[[ SOURCE PASSAGE open ]]

Tokyoids: The Robotic Face of Architecture
- Author: François Blanciak
- Language: English
- Subject: Architecture, robotics, Tokyo
- Genre: Architectural theory
- Publisher: MIT Press
- Publication date: September 13, 2022
- Publication place: United States
- Media type: Print (paperback), e-book
- Pages: 216
- ISBN: 978-0-262-54423-8
- Preceded by: Siteless: 1001 Building Forms (2008)

= Tokyoids: The Robotic Face of Architecture =

2022 book by François Blanciak

Tokyoids: The Robotic Face of Architecture is a 2022 book by the architect François Blanciak. It pairs a photographic survey of about fifty ordinary Tokyo buildings with a series of essays. Blanciak reads their façades as faces and sorts them by the emotions they appear to express. The robotic face, he argues, emerged in architecture before robotics developed as a science. It is Blanciak's second book, after Siteless: 1001 Building Forms (2008).

== Synopsis ==

Text and image address the same ideas by different means. Blanciak, who photographed the buildings in Tokyo between 2009 and 2019, reads their façades as faces: windows become eyes, doors become mouths, and balconies, grilles, and vents register expressions. These readings yield a taxonomy organized not by program, size, material, age, or style but by the emotions the buildings appear to convey. He coins the term tokyoid for an ordinary, anonymous structure that embodies the city's robotic character, and argues that the robotic face emerged in architecture before robotics existed as a science. His method, which he compares to the art historian Giovanni Morelli's attention to small details, treats seemingly unintentional elements as revelatory of Tokyo’s true image.

"Diagram and Face," the opening chapter, traces the face through seminal diagrams of architectural theory rather than the photographs. Each era, the author proposes, ordered the face by its own principles of geometry. Blanciak moves from Villard de Honnecourt's tripartite faces and Vitruvian proportion through Francesco di Giorgio Martini, Albrecht Dürer, Charles Le Brun, and Claude Perrault to the dismembered features in Jean-Jacques Lequeu's drawings, the Bauhaus signet, and Le Corbusier's split drawing Soleil et Gorgone, then Gilles Deleuze and Félix Guattari's "faciality" and cognitive science. A portion of this chapter also analyzes Arata Isozaki’s robotic creation for Expo ’70. (Note: This part of "Diagram and Face" is quite similar to an article Blanciak has published in October (2022) (179): 78–94, titled "The Face of Another: Isozaki, Deme, and the Postmodern Turn".) Two claims recur. The geometric processing of the face envisioned by architects anticipated robotic form. Architecture and the painted portrait are branches of a single effort to reconstruct the human body.

[[ SOURCE PASSAGE closed ]]
[[ PROVIDED MATERIAL open ]]

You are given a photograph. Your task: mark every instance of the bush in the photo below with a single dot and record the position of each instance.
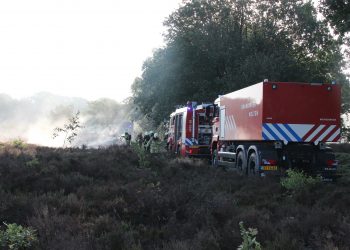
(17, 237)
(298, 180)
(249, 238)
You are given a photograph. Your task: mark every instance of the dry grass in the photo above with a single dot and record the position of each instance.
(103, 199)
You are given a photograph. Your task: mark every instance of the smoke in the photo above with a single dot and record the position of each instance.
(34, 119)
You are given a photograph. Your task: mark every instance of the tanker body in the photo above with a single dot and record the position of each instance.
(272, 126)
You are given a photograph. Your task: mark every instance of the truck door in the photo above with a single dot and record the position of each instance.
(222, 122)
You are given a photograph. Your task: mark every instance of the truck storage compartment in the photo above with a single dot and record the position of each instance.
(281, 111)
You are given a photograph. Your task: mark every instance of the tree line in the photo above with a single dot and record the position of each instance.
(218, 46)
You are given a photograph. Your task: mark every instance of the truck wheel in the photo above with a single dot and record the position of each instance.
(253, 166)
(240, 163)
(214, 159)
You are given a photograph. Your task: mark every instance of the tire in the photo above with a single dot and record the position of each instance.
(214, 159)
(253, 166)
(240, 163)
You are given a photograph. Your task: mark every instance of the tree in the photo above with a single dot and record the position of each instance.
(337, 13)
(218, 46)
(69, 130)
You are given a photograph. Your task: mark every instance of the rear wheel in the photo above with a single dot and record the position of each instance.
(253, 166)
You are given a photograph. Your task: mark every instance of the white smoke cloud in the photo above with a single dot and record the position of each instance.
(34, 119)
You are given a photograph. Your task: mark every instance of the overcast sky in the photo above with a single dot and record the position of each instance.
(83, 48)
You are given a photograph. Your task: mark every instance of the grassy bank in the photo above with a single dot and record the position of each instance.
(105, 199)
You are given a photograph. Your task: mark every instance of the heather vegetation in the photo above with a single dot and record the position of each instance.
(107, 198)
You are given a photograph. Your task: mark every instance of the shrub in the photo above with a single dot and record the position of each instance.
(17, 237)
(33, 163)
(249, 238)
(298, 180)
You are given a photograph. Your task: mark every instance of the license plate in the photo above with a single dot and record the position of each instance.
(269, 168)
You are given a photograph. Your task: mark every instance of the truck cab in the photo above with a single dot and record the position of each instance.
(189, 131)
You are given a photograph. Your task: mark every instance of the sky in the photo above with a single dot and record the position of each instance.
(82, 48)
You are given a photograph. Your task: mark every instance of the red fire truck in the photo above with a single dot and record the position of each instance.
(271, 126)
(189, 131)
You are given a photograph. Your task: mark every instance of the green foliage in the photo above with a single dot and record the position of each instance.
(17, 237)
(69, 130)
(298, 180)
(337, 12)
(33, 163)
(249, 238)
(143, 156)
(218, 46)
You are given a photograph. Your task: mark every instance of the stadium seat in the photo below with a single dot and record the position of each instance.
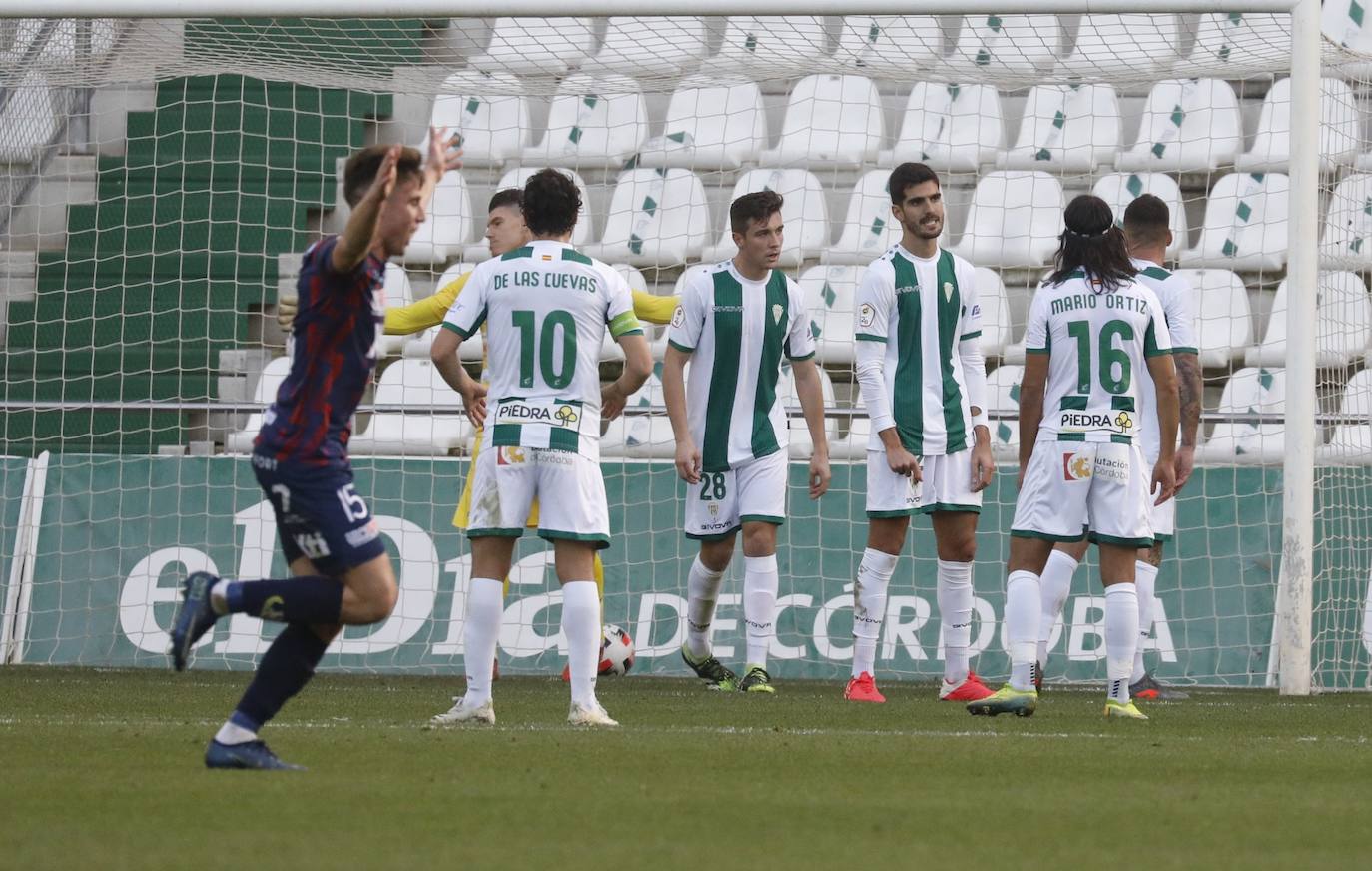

[[ PROVIDED MATERIAL closed ]]
[[ PROVIDED MATERIAL open ]]

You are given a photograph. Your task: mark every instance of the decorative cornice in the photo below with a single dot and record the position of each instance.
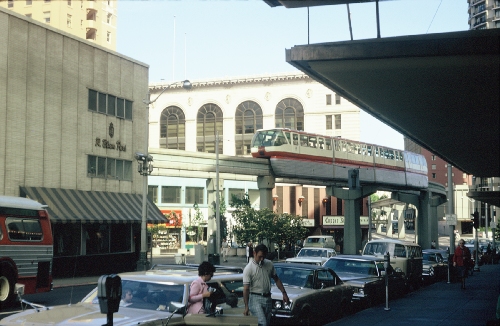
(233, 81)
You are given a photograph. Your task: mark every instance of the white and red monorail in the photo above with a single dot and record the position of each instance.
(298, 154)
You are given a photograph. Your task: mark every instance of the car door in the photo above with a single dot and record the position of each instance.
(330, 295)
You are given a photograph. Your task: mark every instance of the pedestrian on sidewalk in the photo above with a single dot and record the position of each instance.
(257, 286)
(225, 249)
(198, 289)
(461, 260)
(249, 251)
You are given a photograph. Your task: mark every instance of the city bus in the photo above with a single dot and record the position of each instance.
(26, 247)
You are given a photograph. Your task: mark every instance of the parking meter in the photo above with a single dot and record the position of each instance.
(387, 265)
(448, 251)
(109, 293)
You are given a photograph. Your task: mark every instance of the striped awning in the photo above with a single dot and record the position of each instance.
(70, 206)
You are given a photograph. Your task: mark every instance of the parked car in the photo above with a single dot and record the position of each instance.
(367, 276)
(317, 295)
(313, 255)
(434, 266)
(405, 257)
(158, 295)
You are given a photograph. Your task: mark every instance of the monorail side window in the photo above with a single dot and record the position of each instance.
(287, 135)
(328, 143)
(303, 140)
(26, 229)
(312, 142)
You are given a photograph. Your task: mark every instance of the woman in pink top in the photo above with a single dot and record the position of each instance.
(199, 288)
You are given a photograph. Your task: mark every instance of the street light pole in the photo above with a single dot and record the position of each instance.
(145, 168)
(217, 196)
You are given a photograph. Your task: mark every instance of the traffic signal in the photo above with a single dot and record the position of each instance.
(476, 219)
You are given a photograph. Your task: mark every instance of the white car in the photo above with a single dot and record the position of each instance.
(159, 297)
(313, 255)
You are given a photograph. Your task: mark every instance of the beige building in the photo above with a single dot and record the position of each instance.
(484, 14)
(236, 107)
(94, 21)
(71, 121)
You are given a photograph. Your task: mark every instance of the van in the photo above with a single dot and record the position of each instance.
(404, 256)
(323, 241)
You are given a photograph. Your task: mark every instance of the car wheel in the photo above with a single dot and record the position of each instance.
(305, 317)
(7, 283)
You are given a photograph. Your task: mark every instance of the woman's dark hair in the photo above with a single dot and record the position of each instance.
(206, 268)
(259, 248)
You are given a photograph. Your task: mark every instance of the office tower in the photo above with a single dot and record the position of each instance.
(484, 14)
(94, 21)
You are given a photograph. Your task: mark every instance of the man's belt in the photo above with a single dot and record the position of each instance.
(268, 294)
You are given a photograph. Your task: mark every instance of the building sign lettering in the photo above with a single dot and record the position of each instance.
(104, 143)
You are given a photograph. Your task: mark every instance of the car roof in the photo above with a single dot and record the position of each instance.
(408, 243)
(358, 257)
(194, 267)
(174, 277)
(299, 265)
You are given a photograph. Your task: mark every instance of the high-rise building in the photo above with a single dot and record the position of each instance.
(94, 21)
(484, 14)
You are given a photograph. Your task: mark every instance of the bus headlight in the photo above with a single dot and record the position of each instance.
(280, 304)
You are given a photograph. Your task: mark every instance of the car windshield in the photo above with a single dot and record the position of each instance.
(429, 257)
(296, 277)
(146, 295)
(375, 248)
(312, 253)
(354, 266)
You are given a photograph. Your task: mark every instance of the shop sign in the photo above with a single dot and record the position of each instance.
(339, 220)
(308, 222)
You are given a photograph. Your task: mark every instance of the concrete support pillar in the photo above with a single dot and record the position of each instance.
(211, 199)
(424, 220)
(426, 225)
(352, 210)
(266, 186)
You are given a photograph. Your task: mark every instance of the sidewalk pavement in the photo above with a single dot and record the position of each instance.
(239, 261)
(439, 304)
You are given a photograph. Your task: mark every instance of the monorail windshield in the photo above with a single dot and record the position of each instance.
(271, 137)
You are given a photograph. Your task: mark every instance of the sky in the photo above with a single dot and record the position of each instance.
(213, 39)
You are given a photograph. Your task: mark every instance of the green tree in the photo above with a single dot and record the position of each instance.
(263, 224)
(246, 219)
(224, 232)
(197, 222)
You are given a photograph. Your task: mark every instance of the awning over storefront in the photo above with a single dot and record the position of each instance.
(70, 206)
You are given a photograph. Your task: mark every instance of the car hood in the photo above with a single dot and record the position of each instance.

[[ PROVIDED MATERIAL closed ]]
[[ PROVIDED MATERIAL open ]]

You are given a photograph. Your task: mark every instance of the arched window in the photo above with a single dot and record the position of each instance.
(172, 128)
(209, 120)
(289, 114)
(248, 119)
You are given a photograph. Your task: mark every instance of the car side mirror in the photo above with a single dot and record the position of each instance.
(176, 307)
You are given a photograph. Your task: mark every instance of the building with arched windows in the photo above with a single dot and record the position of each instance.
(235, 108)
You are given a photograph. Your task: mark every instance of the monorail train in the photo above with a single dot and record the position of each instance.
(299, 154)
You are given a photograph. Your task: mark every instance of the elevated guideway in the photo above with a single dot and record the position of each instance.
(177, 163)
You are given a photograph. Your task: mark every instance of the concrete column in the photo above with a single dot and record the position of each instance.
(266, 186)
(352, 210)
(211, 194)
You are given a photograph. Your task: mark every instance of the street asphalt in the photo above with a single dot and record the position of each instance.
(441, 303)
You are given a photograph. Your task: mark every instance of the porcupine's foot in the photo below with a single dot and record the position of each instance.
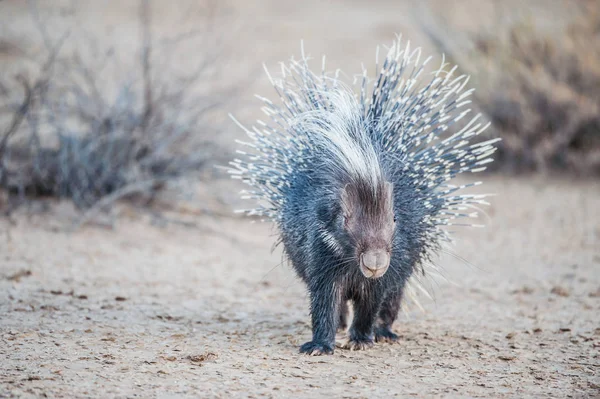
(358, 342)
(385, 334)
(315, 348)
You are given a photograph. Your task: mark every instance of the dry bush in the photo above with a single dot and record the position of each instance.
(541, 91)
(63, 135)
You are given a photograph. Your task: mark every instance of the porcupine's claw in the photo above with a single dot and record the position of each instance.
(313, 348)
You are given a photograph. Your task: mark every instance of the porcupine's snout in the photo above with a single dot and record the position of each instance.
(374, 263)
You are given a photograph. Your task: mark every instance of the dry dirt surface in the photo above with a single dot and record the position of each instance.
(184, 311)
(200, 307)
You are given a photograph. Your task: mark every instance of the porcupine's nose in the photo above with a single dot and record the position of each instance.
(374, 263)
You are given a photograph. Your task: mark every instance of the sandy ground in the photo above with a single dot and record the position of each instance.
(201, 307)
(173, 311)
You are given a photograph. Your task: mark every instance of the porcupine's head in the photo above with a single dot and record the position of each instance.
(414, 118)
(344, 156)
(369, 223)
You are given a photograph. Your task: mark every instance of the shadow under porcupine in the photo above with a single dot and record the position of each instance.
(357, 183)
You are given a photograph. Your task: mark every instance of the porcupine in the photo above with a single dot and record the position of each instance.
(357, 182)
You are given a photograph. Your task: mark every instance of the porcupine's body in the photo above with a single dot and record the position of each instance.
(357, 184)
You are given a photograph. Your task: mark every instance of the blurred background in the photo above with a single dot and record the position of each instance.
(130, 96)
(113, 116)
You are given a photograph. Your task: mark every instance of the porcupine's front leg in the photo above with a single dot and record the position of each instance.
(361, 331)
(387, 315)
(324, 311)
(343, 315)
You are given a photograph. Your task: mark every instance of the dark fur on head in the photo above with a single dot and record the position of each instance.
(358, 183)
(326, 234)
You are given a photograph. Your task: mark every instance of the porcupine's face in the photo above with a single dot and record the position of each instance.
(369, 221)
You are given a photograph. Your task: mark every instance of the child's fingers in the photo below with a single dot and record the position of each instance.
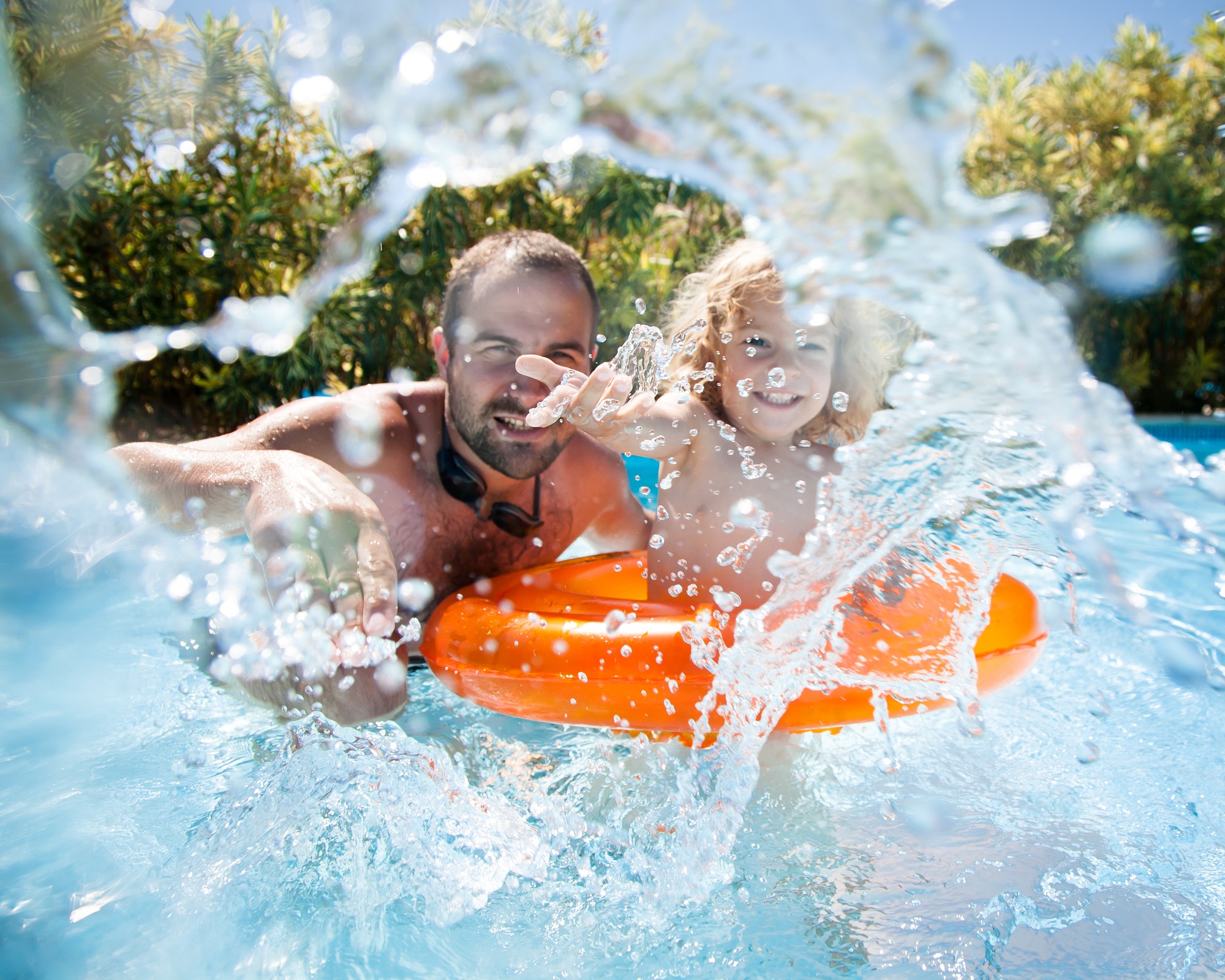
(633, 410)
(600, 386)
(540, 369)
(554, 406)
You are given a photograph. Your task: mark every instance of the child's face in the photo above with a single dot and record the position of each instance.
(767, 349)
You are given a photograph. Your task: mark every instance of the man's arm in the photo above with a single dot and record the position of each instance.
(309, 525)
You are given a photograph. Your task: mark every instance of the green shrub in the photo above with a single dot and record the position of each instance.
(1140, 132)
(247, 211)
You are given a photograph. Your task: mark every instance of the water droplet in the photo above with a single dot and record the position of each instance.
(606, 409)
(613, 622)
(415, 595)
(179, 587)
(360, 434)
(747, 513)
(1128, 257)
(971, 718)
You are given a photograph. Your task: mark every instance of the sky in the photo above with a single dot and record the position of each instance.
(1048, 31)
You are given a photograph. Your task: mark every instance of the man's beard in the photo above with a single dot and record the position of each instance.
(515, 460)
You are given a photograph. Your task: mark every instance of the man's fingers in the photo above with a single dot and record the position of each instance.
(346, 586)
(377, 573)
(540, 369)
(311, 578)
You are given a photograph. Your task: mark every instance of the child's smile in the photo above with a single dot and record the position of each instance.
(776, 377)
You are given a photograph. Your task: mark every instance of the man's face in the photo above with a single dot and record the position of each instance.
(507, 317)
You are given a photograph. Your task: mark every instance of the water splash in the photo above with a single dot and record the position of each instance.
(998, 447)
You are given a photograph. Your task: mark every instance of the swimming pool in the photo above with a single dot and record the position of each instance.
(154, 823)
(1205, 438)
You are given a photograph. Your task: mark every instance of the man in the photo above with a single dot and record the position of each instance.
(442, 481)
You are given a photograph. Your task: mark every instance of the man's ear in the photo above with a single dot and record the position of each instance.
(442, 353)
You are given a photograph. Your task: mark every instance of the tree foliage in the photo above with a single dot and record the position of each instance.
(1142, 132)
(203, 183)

[[ PROVIDED MATERIAL closed ]]

** TASK **
According to the Tokyoids passage above, during which years did Blanciak photograph the Tokyo buildings?

** SOLUTION TO THE EXERCISE **
Between 2009 and 2019.